Leerdoelen en samenvatting Sociale veiligheid _ Samenleven
D1 / Les 1 _ Criminologische theorieën
Basisboek criminologie: H4 + 5.3 + 3.2 + 3.3 + 8.1 + 8.2 + 6.1 t/m 6.4. Kennisclip canvas.
Leerdoelen
• Verschillende criminologische theorieën en verklarende modellen voor deviant en crimineel
gedrag te benoemen en toe te passen
Criminologische niveaus:
1) Micro = individu,
2) Meso = buurt, gezin
3) Macro = (grootstedelijke) wijk, maatschappij
Verklaringstheorieën: ‘A general theory of crime’.
❖ Sociologische theorieën
o Sociologie = de studie van hoe mensen met elkaar samenleven
o Vertrekpunt is de groep/maatschappij.
Gaat over de spanningen die ontstaan doordat mensen bepaalde doelen willen bereiken, maar
moeite hebben met de middelen of geen toegang hebben tot de middelen. Ze kunnen hun
doelen niet op legale wijze halen, dus gaan ze de criminaliteit in en proberen hun doelen zo op
illegale wijze te halen. Het gaat hierbij om materiele welvaart en een hoge sociale status.
▪ Oorzaak crimineel gedrag: Maatschappelijke achterstand werkt criminaliteit in de hand.
Sociologisch perspectief. Focus op de samenleving als geheel > macro niveau.
Sociologische theorieën: met sociologie wordt bedoelt: de leer van de menselijke
samenleving en haar verschijnselen. Centraal staan hier de inrichtingen en veranderingen
hiervan. De theorieën gaan opzoek naar hoe men zich juist wel aan de maatschappelijke
normen en regels gaat houden.
➢ Anomie / Strain theorie van Durkheim en Merton. In de verklaring van de anomie-situatie legt
Durkheim de nadruk op aspiraties, terwijl Merton de nadruk legt op middelen en manieren
om deze aspiraties en doelen te bereiken.
De anomie werd gezien als het gevolg van het gebrek aan afstemming van enerzijds
sociaal wenselijke aspiraties (culturele doelen), zoals een zeker niveau van welvaart, en
anderzijds de legitieme middelen die mensen hebben om die doelen te bereiken. Merton
zocht voor sociologische verklaring, toentertijd werd er meer gekeken naar dominante
individualistische verklaring. Hij wilde ontdekken hoe sociale structuren druk (pressure)

Vermeldingen:

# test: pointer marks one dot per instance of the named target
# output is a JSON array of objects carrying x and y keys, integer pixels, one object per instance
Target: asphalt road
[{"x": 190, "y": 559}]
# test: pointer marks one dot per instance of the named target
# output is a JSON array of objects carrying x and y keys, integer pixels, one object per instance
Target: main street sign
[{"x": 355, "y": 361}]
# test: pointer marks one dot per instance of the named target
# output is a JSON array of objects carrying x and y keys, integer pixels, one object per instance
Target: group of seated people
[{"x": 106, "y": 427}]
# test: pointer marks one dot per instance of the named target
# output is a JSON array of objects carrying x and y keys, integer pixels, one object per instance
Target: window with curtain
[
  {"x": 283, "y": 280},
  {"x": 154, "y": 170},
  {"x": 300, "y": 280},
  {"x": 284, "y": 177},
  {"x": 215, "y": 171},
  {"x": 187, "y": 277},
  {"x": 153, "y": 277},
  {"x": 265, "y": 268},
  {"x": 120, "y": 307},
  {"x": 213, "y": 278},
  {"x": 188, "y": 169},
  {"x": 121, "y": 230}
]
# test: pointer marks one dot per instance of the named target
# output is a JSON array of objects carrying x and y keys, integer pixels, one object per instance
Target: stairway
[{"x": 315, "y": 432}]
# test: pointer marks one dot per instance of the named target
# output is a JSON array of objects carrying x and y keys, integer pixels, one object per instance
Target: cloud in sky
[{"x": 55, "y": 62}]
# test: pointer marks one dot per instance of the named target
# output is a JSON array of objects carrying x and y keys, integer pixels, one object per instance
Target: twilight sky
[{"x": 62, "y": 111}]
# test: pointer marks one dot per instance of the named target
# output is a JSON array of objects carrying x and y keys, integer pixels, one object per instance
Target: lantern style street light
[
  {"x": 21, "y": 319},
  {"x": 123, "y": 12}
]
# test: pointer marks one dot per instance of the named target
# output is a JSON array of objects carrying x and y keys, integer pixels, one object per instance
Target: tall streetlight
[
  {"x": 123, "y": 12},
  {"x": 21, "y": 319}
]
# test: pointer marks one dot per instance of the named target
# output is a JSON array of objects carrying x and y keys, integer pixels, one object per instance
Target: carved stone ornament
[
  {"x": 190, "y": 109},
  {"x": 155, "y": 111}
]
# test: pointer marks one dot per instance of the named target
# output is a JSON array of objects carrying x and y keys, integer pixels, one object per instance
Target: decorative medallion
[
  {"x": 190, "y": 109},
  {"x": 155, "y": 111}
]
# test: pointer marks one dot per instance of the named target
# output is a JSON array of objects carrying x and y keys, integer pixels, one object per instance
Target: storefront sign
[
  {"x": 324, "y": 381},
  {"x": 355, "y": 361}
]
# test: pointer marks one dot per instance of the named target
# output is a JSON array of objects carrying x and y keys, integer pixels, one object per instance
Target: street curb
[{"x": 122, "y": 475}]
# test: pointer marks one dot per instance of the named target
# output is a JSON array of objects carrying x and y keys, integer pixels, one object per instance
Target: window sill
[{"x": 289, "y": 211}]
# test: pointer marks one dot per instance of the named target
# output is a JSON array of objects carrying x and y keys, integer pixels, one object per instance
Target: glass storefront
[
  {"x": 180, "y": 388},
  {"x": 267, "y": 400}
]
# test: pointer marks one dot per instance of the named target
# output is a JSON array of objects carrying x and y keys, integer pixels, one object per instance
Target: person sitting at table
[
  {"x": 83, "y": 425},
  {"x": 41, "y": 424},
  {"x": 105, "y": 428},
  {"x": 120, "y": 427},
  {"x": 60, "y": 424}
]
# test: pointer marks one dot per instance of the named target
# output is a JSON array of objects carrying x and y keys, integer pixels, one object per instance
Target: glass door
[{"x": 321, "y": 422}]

Doelen:
(1) Geef uit de samenvatting over criminologische theorieën woordelijk het stuk weer dat opent met de woorden waarin "De anomie werd" staat en sluit met "structuren druk (pressure)".
(2) Tel de regels van de vermeldingen waarin de tekenreeks "window" voorkomt. Hoeveel zijn dat? Geef alleen het getal.

Verwachte antwoorden:
(1)
De anomie werd gezien als het gevolg van het gebrek aan afstemming van enerzijds
sociaal wenselijke aspiraties (culturele doelen), zoals een zeker niveau van welvaart, en
anderzijds de legitieme middelen die mensen hebben om die doelen te bereiken. Merton
zocht voor sociologische verklaring, toentertijd werd er meer gekeken naar dominante
individualistische verklaring. Hij wilde ontdekken hoe sociale structuren druk (pressure)

(2) 2